## Extrait
GG : Une hiérarchie s’établit à la Renaissance entre les arts libéraux créateurs de formes – architecture, peinture, sculptures - et les arts mécaniques, qui les reproduisent prétendument sans invention. Les joailliers sont à la confluence des deux. Sous Louis XIII, le style « cosse-de-pois » a ainsi été mis à la mode par les joailliers.


MD : Dans sa Supplication aux orfèvres publiée en 1754 dans le Mercure de France, Charles-Nicolas Cochin attaque directement cette corporation en lui déniant toute autorité à créer des formes, apanage des seuls artistes, selon lui. Les orfèvres inventaient pourtant des formes et les proposaient même à des artisans pour d’autres types de réalisations que la joaillerie. Ils ont par exemple œuvré à la diffusion du style rocaille sur d’autres médiums que ceux des métaux précieux.

## Entrées présentées
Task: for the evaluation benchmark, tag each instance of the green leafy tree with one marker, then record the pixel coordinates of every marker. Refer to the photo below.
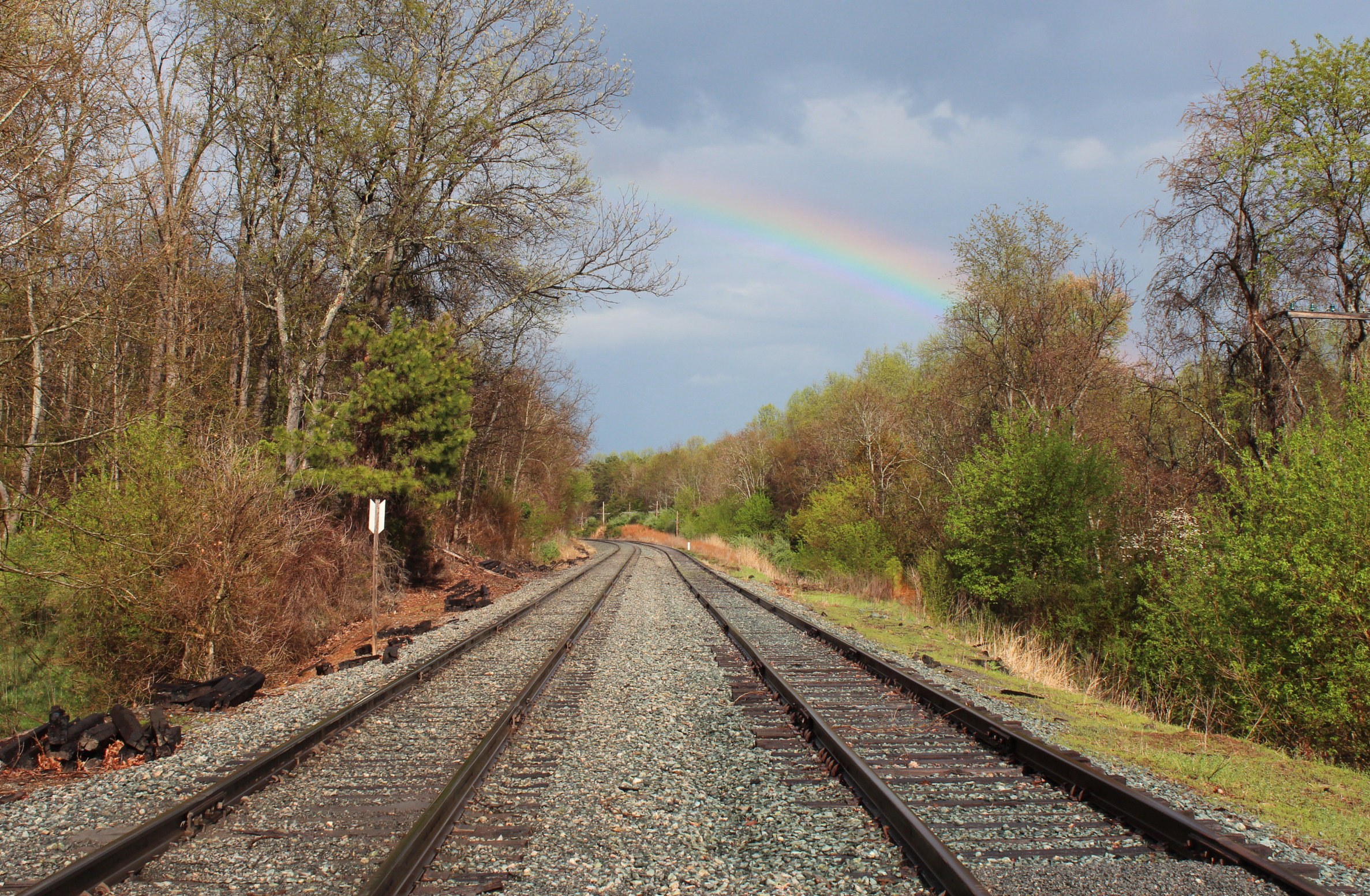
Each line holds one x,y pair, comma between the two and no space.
755,516
837,531
1264,610
1031,517
402,429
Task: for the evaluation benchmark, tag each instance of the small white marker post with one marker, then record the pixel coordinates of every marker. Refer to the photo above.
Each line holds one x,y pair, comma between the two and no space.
376,522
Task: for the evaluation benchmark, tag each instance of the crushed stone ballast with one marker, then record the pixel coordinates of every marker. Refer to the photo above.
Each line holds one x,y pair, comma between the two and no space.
362,693
957,785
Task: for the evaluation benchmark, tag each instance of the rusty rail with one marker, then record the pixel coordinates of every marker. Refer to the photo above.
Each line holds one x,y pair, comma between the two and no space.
920,844
1151,817
407,861
115,861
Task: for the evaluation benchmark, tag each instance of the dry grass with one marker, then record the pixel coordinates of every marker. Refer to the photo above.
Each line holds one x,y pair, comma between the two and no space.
1021,651
713,549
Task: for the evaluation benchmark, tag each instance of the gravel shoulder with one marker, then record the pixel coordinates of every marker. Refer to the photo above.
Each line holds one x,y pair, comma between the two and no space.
972,688
54,825
653,781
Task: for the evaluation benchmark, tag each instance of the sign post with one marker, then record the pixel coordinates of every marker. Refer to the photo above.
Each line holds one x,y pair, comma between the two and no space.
376,522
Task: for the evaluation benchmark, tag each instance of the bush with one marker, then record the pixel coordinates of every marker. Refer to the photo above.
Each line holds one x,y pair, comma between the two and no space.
1032,533
181,558
1262,609
757,516
837,532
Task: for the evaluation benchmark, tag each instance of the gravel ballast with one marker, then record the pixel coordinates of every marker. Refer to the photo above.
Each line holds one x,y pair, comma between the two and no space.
54,825
654,783
1177,876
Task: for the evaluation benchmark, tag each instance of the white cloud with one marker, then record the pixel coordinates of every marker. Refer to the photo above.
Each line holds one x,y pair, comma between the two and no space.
1087,154
878,126
712,380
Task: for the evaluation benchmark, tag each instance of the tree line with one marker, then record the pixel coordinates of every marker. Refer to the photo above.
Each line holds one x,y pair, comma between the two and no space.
1177,494
259,262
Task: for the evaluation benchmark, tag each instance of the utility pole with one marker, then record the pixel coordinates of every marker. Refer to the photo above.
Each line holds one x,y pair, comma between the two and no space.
376,522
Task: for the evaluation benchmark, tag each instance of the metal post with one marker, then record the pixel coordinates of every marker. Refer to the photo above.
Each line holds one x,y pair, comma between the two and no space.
376,522
376,564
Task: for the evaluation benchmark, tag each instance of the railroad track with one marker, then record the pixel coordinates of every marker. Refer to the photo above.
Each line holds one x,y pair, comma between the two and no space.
380,770
959,789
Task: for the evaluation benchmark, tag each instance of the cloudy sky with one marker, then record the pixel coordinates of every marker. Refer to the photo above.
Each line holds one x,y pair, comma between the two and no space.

## Consignes
- A) Dans l'extrait sur les orfèvres et joailliers, reprenez le passage qui va de « GG : Une hiérarchie » jusqu'à « des métaux précieux. » en substituant « bijoutiers » à « joailliers ».
- B) Rédigez la suite de l'extrait sur les orfèvres et joailliers à partir de sa dernière phrase.

## Réponses par consigne
- A)
GG : Une hiérarchie s’établit à la Renaissance entre les arts libéraux créateurs de formes – architecture, peinture, sculptures - et les arts mécaniques, qui les reproduisent prétendument sans invention. Les bijoutiers sont à la confluence des deux. Sous Louis XIII, le style « cosse-de-pois » a ainsi été mis à la mode par les bijoutiers.


MD : Dans sa Supplication aux orfèvres publiée en 1754 dans le Mercure de France, Charles-Nicolas Cochin attaque directement cette corporation en lui déniant toute autorité à créer des formes, apanage des seuls artistes, selon lui. Les orfèvres inventaient pourtant des formes et les proposaient même à des artisans pour d’autres types de réalisations que la joaillerie. Ils ont par exemple œuvré à la diffusion du style rocaille sur d’autres médiums que ceux des métaux précieux.

- B)
GG : Des orfèvres se sont même essayé à d’autres domaines artistiques que la joaillerie. C’est le cas de Meissonnier, un orfèvre parisien d’origine italienne particulièrement attaqué par Cochin qui proposait des modèles d’architecture, de mobilier, etc. Autel, tabernacle d’église ou aménagement de maison : une fois que l’on sait dessiner, le champ des possibles s’élargit !



La question du statut artistique du joaillier amène à celle de l’anonymat du dessin joaillier.


GG : Les dessins sont pour la plupart des œuvres anonymes. L’individualité du dessinateur s’efface au profit d’une création collective, le bijou. Le dessin joaillier n’est donc que très rarement signé.


MD : Le dessin, en tant qu’œuvre préparatoire, n’a aucune raison d’être signé et ne se distingue pas en cela des esquisses réalisées par les peintres. En revanche, les planches gravées diffusées aux XVIIème et XVIIIème siècles le sont. La signature de l’inventeur précède la mention « invenit », en face de celle du graveur. Certains recueils de modèles, comme Le livre des ouvrages d’orfèvrerie de Gilles Légaré paru en 1663, étaient largement diffusés. Au XIXème siècle, cette pratique de la planche gravée disparaît peu à peu au profit d’autres modes de diffusion comme les périodiques, qui présentent plutôt la pièce finie que le dessin.

Livre des ouvrages d’orfèvrerie, Gilles Légaré, 1663. Cliquer sur chaque image pour l'agrandir.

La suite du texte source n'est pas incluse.